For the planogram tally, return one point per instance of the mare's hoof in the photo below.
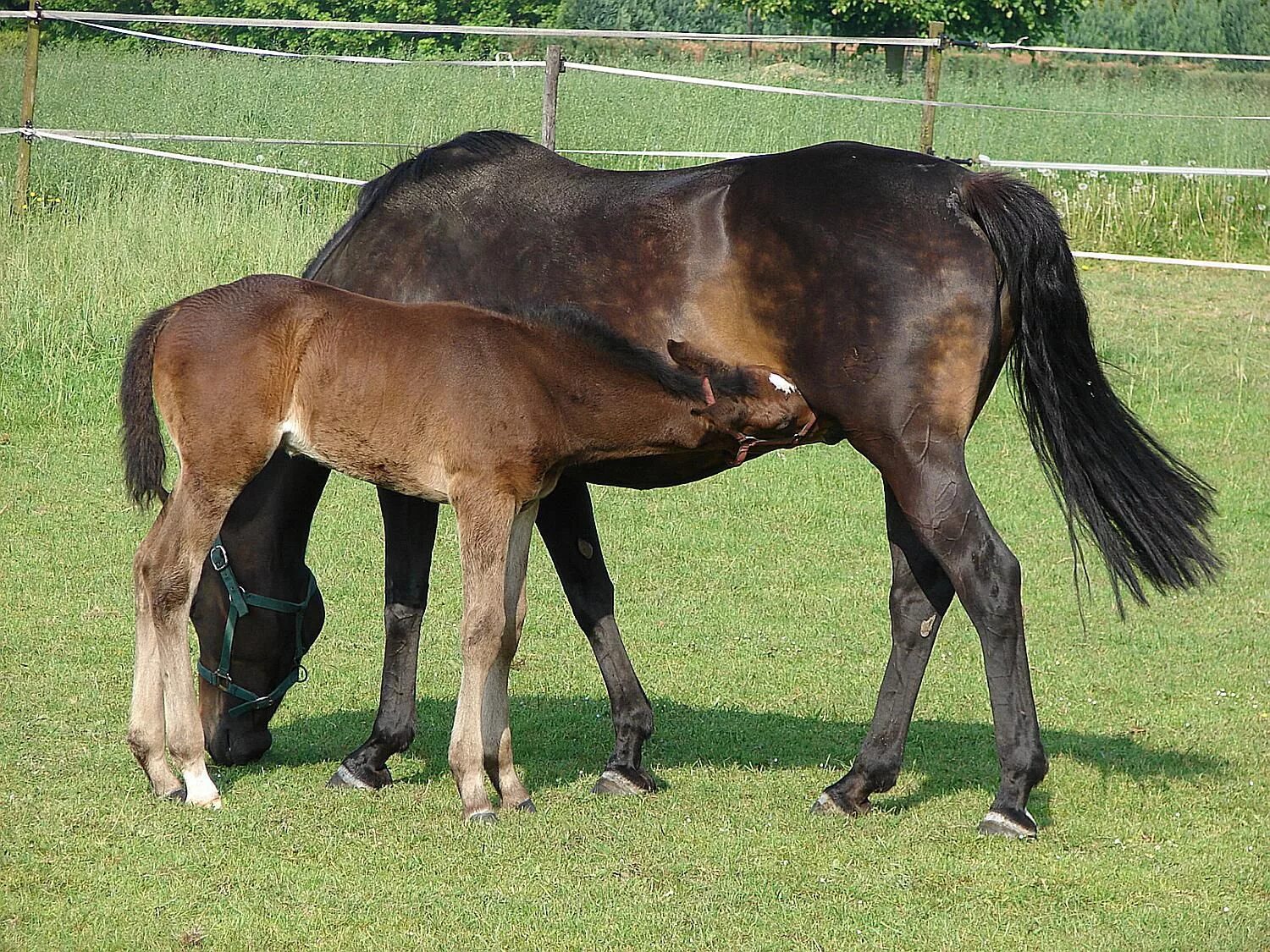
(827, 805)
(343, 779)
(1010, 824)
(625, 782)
# # # #
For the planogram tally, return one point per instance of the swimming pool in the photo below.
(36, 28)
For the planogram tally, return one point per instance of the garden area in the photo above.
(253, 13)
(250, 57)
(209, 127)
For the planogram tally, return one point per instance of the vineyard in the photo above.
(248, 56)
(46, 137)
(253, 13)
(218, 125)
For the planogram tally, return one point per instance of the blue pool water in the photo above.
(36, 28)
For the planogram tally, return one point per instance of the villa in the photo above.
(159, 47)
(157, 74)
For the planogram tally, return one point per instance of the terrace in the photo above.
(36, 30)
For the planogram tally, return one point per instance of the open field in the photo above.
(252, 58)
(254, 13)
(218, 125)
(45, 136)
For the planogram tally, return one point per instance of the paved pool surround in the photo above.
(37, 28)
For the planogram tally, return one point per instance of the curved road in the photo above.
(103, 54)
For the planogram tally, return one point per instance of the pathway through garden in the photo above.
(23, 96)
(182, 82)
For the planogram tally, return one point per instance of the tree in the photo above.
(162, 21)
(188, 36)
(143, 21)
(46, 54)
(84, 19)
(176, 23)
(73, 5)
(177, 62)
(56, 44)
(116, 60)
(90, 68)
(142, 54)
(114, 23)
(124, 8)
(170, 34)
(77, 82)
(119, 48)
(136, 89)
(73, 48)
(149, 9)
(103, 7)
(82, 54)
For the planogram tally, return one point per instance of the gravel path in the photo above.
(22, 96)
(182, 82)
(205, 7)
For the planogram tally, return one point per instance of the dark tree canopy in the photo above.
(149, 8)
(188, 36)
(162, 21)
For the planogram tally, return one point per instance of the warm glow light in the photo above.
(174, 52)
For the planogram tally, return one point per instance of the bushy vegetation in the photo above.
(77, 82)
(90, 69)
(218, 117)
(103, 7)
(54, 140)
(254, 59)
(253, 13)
# # # #
Pick out every line of the records above that contains the word "tree", and copy each such line in full.

For the planogram tally, return one point per instance of the tree in the photo above.
For the planogram tally, return one point per instance of the dark tree canopy in the photo above.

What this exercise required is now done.